Copy every line of the listing below word for word, keeping each character and line break unchanged.

------ WORKING DATA

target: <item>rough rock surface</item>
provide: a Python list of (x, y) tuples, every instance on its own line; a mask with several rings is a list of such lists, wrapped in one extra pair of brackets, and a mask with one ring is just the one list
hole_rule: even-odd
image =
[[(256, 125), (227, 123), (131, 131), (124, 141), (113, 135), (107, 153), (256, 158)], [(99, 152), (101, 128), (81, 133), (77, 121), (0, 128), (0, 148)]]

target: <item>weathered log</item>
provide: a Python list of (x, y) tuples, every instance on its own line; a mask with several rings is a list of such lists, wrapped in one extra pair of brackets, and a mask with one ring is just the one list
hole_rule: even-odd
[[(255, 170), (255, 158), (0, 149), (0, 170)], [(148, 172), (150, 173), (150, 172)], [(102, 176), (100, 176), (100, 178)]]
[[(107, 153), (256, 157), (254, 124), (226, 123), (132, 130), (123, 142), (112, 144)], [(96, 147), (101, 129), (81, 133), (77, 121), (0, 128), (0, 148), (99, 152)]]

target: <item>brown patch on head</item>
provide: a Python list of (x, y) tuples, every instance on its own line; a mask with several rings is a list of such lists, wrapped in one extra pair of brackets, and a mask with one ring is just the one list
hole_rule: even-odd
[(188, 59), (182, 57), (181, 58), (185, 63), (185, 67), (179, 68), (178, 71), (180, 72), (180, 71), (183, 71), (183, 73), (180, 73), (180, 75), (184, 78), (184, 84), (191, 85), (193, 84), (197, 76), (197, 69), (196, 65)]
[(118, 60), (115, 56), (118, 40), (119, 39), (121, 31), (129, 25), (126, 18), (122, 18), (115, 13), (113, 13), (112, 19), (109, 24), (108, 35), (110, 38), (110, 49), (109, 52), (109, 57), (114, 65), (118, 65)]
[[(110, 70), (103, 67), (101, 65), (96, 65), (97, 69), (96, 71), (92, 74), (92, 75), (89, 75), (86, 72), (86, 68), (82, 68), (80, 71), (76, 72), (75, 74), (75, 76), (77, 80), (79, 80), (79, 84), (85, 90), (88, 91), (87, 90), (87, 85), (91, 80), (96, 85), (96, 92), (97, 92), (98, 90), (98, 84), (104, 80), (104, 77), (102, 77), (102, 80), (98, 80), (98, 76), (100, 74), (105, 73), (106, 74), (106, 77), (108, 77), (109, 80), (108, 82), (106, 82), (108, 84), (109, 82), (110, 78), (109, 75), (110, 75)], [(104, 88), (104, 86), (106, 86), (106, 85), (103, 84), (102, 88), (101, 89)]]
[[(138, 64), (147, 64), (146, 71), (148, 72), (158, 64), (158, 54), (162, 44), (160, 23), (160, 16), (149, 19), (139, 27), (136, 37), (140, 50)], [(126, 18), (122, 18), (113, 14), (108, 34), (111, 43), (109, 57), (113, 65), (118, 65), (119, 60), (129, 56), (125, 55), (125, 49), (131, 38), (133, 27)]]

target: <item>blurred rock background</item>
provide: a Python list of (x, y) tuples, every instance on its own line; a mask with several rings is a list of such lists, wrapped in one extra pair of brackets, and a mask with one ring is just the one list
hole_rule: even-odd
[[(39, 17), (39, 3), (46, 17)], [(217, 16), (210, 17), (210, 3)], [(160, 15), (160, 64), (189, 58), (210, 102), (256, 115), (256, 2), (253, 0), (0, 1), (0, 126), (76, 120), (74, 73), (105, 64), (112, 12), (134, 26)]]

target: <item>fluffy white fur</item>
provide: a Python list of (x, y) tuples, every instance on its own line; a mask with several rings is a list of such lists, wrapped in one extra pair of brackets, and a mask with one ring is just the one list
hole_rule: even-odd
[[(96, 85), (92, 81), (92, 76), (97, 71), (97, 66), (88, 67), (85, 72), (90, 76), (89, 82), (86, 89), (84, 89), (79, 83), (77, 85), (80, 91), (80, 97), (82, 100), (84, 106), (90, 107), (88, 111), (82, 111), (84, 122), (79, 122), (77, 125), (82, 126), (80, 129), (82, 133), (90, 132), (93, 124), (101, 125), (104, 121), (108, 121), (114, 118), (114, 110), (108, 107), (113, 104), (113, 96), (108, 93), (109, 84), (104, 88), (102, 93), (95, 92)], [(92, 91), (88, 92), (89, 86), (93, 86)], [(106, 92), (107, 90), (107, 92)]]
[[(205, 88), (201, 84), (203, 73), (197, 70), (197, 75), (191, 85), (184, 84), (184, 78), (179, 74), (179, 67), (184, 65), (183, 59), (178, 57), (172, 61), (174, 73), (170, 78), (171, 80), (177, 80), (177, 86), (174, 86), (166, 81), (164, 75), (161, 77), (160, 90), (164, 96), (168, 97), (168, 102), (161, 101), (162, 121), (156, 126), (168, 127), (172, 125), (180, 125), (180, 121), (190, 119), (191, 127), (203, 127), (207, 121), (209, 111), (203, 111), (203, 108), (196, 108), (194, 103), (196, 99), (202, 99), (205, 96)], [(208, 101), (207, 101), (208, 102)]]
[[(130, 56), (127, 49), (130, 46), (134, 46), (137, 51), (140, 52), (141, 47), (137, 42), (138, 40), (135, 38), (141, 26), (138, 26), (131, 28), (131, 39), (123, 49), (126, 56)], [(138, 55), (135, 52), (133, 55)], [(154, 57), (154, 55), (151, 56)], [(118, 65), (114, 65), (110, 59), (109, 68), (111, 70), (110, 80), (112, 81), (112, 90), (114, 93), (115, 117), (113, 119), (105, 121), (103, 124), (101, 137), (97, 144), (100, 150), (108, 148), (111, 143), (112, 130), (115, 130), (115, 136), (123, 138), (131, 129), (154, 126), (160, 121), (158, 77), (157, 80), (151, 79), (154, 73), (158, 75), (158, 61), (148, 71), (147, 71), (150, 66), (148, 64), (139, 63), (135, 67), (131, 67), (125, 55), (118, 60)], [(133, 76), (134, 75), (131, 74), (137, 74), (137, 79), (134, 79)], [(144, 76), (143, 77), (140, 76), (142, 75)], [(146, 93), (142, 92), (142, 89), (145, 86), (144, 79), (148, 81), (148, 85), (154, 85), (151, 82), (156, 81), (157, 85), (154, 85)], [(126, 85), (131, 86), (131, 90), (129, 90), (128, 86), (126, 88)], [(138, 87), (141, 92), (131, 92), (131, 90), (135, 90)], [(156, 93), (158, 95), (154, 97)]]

------------

**RESULT**
target: <item>rough rock surface</item>
provide: a Python list of (x, y) tuples, every instance on its own line; a mask with several rings is a list of such lists, wrapped in one extra pair of brackets, and a mask with one ring is just the one list
hole_rule: even-odd
image =
[[(256, 125), (227, 123), (131, 131), (124, 141), (113, 135), (107, 153), (256, 158)], [(99, 152), (101, 128), (81, 133), (77, 121), (0, 128), (0, 148)]]

target: <item>weathered log</item>
provide: a Python list of (x, y) tuples, every instance on its own line; a mask with several rings is a list of such lists, wrapped in one extra pair of brackets, and a mask with one ring is just the one list
hole_rule: even-odd
[[(255, 170), (255, 158), (0, 149), (0, 170)], [(148, 172), (150, 173), (150, 172)], [(102, 176), (100, 176), (100, 178)]]
[[(107, 153), (256, 157), (254, 124), (226, 123), (132, 130), (123, 142), (112, 144)], [(96, 147), (101, 129), (81, 133), (77, 121), (0, 128), (0, 148), (99, 152)]]

target: <item>brown patch on head</item>
provide: a Python list of (x, y) tuples, every instance on its own line; a mask with several rings is a list of such lists, wrapped in one extra pair of brackets, and a mask with one ring is just the one list
hole_rule: even-odd
[(188, 59), (182, 57), (181, 58), (185, 63), (185, 67), (179, 68), (178, 71), (180, 72), (180, 71), (183, 71), (183, 73), (180, 73), (180, 75), (184, 78), (184, 84), (191, 85), (193, 84), (197, 76), (197, 69), (196, 65)]
[(118, 60), (115, 56), (118, 40), (119, 39), (121, 31), (129, 25), (126, 18), (122, 18), (115, 13), (113, 13), (112, 19), (109, 24), (108, 35), (110, 38), (110, 49), (109, 52), (109, 57), (114, 65), (118, 65)]
[[(110, 70), (103, 67), (101, 65), (96, 65), (97, 69), (96, 71), (92, 74), (92, 75), (89, 75), (86, 72), (86, 68), (82, 68), (80, 71), (76, 72), (75, 74), (75, 76), (77, 80), (79, 80), (79, 84), (85, 90), (88, 91), (87, 90), (87, 85), (91, 80), (96, 85), (96, 92), (97, 92), (98, 90), (98, 84), (104, 80), (104, 77), (102, 77), (102, 80), (98, 80), (98, 76), (100, 74), (105, 73), (106, 74), (106, 77), (108, 77), (109, 80), (108, 82), (106, 82), (108, 84), (109, 82), (110, 78), (109, 75), (110, 75)], [(104, 88), (104, 86), (106, 86), (106, 85), (103, 84), (102, 88), (101, 89)]]
[[(138, 64), (147, 64), (146, 71), (148, 72), (158, 64), (158, 54), (162, 44), (160, 23), (160, 16), (149, 19), (139, 27), (136, 37), (140, 50)], [(126, 18), (122, 18), (113, 14), (108, 34), (111, 43), (109, 57), (113, 65), (118, 65), (119, 60), (129, 56), (125, 55), (125, 49), (131, 38), (133, 27)]]

target: <item>blurred rock background</item>
provide: a Python list of (x, y) tuples, every instance on its own line; a mask with several rings is a list of such lists, wrapped in one extra pair of brackets, and a mask with one ring is just the one list
hole_rule: even-odd
[[(39, 17), (39, 3), (46, 17)], [(217, 16), (210, 17), (210, 3)], [(160, 15), (160, 64), (189, 58), (210, 102), (256, 115), (256, 2), (253, 0), (0, 1), (0, 126), (76, 120), (74, 73), (105, 64), (112, 12), (134, 26)]]

target: <item>fluffy white fur</item>
provide: a Python list of (x, y) tuples, every instance on its own line; a mask with several rings is a list of such lists, wrapped in one extra pair of brackets, and a mask with one ring is just the one list
hole_rule: even-odd
[[(96, 85), (92, 81), (92, 76), (97, 71), (97, 66), (88, 67), (85, 72), (90, 76), (89, 82), (86, 89), (84, 89), (79, 83), (77, 85), (80, 91), (80, 97), (82, 100), (84, 106), (90, 107), (88, 111), (82, 111), (84, 122), (79, 122), (77, 125), (82, 126), (80, 129), (82, 133), (90, 132), (93, 124), (101, 125), (104, 121), (108, 121), (114, 118), (114, 110), (108, 107), (113, 104), (113, 96), (108, 93), (109, 84), (104, 88), (102, 93), (95, 92)], [(92, 91), (88, 92), (89, 86), (93, 86)], [(106, 92), (107, 90), (107, 92)]]
[[(205, 88), (201, 84), (203, 73), (197, 70), (197, 75), (191, 85), (184, 84), (184, 78), (179, 74), (179, 67), (184, 65), (183, 59), (178, 57), (172, 61), (174, 73), (170, 78), (171, 80), (177, 80), (177, 86), (174, 86), (166, 81), (164, 75), (161, 77), (160, 90), (164, 96), (168, 97), (168, 102), (161, 101), (162, 121), (156, 126), (168, 127), (172, 125), (180, 125), (180, 121), (190, 119), (191, 127), (203, 127), (207, 121), (209, 111), (203, 111), (203, 108), (196, 108), (194, 103), (196, 99), (202, 99), (205, 96)], [(208, 101), (207, 101), (208, 102)]]
[[(130, 56), (127, 49), (130, 46), (134, 46), (137, 51), (140, 52), (141, 47), (137, 42), (138, 40), (135, 38), (141, 26), (138, 26), (131, 28), (131, 39), (123, 49), (126, 56)], [(138, 55), (135, 52), (133, 55)], [(154, 57), (154, 55), (151, 56)], [(118, 65), (114, 65), (110, 59), (109, 68), (111, 70), (110, 80), (112, 81), (112, 90), (114, 93), (115, 117), (113, 119), (105, 121), (103, 124), (101, 137), (97, 144), (100, 150), (108, 148), (111, 143), (112, 130), (115, 130), (115, 136), (123, 138), (131, 129), (154, 126), (160, 121), (158, 77), (157, 80), (151, 79), (154, 73), (158, 75), (158, 61), (148, 71), (147, 71), (150, 66), (148, 64), (139, 63), (135, 67), (131, 67), (125, 55), (118, 60)], [(133, 76), (134, 75), (131, 74), (137, 74), (137, 79), (134, 79)], [(144, 76), (143, 77), (140, 76), (142, 75)], [(146, 93), (142, 92), (142, 89), (145, 86), (144, 79), (148, 81), (148, 85), (154, 85), (151, 82), (156, 81), (157, 85), (154, 85)], [(126, 85), (131, 86), (131, 90), (129, 90), (128, 86), (126, 88)], [(138, 87), (141, 92), (131, 92), (131, 90), (135, 90)], [(156, 93), (158, 95), (154, 97)]]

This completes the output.